(Shape boundary entries)

[Begin]

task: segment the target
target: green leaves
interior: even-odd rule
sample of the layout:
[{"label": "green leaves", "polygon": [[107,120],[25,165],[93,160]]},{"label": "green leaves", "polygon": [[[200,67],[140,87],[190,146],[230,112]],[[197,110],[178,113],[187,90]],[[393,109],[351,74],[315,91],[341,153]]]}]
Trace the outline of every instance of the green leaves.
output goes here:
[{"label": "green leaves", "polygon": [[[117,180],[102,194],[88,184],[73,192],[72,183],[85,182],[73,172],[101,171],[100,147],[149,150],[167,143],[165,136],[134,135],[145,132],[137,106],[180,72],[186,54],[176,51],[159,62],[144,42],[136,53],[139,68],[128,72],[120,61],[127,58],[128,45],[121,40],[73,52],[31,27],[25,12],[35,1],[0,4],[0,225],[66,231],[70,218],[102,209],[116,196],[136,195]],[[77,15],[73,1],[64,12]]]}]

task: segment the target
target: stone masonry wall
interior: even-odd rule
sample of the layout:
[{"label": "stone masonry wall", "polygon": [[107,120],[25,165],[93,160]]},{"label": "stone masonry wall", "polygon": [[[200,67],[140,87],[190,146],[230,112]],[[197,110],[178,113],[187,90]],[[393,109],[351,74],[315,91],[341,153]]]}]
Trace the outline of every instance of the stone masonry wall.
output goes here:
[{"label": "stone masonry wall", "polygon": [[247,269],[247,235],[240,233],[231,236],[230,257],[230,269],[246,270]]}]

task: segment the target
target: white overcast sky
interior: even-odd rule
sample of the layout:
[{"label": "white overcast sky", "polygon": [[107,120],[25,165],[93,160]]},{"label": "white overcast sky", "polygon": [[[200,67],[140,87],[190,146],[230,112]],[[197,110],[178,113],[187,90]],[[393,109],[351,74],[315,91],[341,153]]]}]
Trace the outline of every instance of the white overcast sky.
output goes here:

[End]

Copy all of the rows above line for line, without any changes.

task: segment the target
target: green leaves
interior: even-odd rule
sample of the layout:
[{"label": "green leaves", "polygon": [[107,120],[25,165],[93,160]]},{"label": "green leaves", "polygon": [[[200,67],[140,87],[190,146],[230,112]],[[197,110],[178,113],[187,90]],[[393,109],[351,74],[315,91],[341,153]]]}]
Trace the outline of every instance of the green leaves.
output goes here:
[{"label": "green leaves", "polygon": [[[117,180],[102,194],[88,184],[73,192],[72,183],[85,182],[73,172],[101,171],[100,147],[149,150],[167,143],[165,136],[134,135],[145,132],[137,106],[180,72],[186,54],[176,51],[159,62],[144,42],[136,53],[139,68],[128,72],[120,61],[127,58],[128,45],[121,40],[73,52],[31,27],[25,12],[35,1],[0,4],[0,225],[66,231],[70,218],[102,209],[116,196],[136,195]],[[77,15],[73,1],[64,12]]]}]

task: segment the target
target: stone masonry wall
interior: even-odd rule
sample of the layout:
[{"label": "stone masonry wall", "polygon": [[107,120],[25,165],[93,160]]},{"label": "stone masonry wall", "polygon": [[[200,67],[140,87],[190,146],[230,112]],[[197,110],[178,113],[187,90]],[[393,109],[351,74],[315,91],[341,153]]]}]
Trace the outline of every instance of the stone masonry wall.
output goes here:
[{"label": "stone masonry wall", "polygon": [[247,269],[247,235],[240,233],[231,236],[230,257],[230,269],[246,270]]}]

task: segment the target
target: white overcast sky
interior: even-odd rule
sample of the layout:
[{"label": "white overcast sky", "polygon": [[107,120],[25,165],[93,160]]},{"label": "white overcast sky", "polygon": [[[200,67],[140,87],[190,146],[230,112]],[[197,110],[178,113],[187,90]],[[393,109],[351,74],[315,91],[341,153]]]}]
Trace the outline of every instance of the white overcast sky.
output goes here:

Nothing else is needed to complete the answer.